Task directions >> Proceed with the article on the EU's carbon border mechanism, writing on from its final sentence.

==== Text provided

EU arms its next CO2 weapon

EU arms its next CO2 weapon

By Thomas Kolbe 

(CONVERSEER) – As of January 1, imports into the EU are now subject to the comprehensive CO2 certification regime. Brussels is closing existing gaps in its protectionist extraction scheme. At the same time, the European Commission has established another autonomous revenue source.

For aficionados of the lean state and free markets, 2025 was already a disaster. And there is every reason to believe that further bitterness awaits in the coming months. The kickoff of the 2026 fiscal raid is now being led, once again, by Brussels.

Following the increase of the tonnage price under the EU Emissions Trading System (EU-ETS) from €55 to €65, the European Commission under Ursula von der Leyen has struck again. Since the start of the year, importers in the EU are subject to the so-called Carbon Border Adjustment Mechanism (CBAM). This mechanism effectively extends the European emissions trading system to foreign trade.

Emissions Trading at the Border

Importers are now obliged to identify emissions-intensive goods, analyse them in detail, and purchase corresponding certificates for every ton of CO2 emitted during production and transport. Officially, the EU aims to prevent so-called carbon leakages — the relocation of CO2-intensive production processes to countries with lower environmental standards.

What began as a kind of adjustment phase with Kafkaesque documentation requirements in October 2023 is now being dramatically expanded and monetized. CBAM now covers around 180 processed products containing steel or aluminum, including machinery, car parts, household appliances, agricultural equipment, and bridge components. The result: processes become more complex, and import chains more expensive.

========
==== Dataset records

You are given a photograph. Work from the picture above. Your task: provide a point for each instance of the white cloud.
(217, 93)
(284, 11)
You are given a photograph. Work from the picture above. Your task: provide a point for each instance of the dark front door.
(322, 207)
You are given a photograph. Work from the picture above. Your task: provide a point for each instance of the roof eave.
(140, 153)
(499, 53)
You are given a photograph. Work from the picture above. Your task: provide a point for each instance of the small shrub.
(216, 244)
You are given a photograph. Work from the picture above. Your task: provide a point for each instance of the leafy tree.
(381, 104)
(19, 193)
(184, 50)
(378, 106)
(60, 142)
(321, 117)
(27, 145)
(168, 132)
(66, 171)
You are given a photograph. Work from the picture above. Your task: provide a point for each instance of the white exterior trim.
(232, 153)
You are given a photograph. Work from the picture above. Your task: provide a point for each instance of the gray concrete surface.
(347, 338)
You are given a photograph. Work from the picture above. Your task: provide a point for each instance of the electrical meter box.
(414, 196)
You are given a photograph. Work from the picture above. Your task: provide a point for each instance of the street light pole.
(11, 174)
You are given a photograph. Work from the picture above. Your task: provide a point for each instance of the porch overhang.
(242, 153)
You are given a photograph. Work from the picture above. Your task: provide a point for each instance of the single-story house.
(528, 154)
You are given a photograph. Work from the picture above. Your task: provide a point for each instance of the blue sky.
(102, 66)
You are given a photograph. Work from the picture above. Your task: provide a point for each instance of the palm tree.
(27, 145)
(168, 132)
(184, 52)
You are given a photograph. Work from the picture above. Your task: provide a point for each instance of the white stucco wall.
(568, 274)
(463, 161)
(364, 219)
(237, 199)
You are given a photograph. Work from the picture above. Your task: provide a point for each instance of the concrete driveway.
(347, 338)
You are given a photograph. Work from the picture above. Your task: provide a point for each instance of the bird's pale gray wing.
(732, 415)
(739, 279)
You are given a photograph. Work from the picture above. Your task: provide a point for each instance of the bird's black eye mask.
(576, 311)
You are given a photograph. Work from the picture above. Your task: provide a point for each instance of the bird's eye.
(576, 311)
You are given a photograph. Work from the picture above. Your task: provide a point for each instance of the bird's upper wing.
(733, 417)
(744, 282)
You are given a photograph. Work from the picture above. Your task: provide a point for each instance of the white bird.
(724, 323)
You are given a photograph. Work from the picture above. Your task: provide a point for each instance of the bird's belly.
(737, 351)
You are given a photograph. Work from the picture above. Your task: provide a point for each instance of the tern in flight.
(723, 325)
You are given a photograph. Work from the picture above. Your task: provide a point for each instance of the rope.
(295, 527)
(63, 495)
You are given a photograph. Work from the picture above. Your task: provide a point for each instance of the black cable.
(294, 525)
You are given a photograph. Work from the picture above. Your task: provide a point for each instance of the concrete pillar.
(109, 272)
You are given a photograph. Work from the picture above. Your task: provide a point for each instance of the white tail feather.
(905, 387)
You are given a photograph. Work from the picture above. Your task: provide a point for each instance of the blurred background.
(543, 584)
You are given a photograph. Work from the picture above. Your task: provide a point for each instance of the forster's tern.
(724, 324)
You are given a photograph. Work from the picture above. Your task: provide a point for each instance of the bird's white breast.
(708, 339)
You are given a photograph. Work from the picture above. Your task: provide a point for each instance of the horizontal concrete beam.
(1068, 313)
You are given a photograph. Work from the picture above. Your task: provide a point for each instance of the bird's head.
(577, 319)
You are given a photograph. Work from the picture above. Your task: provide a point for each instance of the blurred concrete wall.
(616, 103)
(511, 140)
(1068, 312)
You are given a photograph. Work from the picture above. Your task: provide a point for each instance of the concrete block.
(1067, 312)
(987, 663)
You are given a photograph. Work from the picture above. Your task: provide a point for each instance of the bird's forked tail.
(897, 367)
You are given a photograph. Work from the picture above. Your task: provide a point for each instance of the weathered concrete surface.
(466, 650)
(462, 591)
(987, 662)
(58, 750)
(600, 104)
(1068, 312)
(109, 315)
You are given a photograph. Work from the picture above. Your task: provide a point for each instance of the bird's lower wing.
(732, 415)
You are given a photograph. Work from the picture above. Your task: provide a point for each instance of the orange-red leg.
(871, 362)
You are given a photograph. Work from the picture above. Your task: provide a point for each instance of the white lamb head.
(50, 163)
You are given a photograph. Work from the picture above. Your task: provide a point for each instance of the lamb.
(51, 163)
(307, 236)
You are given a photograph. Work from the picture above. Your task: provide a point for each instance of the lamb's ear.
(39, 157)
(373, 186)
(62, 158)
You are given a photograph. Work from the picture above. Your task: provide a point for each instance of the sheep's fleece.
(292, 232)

========

Output >>
Ultimately, as is often the case, the consumer bears the cost. The industrial mid-sized sector, tied to German or European locations, is hit particularly hard, losing competitiveness and operational freedom.

The new documentation requirements are reminiscent of the widely debated supply chain law. Companies are required to fully trace and document CO2 emissions across highly complex international supply chains. While CO2 prices already paid in the country of origin can be credited, significant gaps typically remain for imports from emerging and developing countries — especially in terms of documentation.

Sanctions, Facades, and the New Revenue Source

Brussels now leverages these informational weaknesses with financial sanctions. If false information is detected, importers face fines of up to €50 per unreported ton of emitted CO2.

Of course, Brussels also has a sophisticated media strategy to publicly promote the next element of its EU extraction mechanism. As always, it is framed as saving the global climate. Alongside the climate rhetoric, the EU Commission has announced that 25% of CBAM revenues from 2028 and 2029 will be returned to affected importers — a generously staged gesture that barely conceals the fact that Brussels has secured another independent revenue stream. More than €2 billion will flow into EU coffers annually.

For central planners in Brussels and Berlin, the establishment of this morally-tinged CO2 business has fulfilled a small dream. Last year, the emissions trading system reached a volume of around €100 billion, of which €21 billion flowed into the German treasury alone.

With each passing year, these revenues will continue to grow until industrial value creation is largely eroded, as evidenced by the ongoing deindustrialisation in Germany. Yet the policymakers’ horizon rarely extends beyond the established seven-year plans. Beyond that, the implicit logic is that officeholders have already financially secured themselves.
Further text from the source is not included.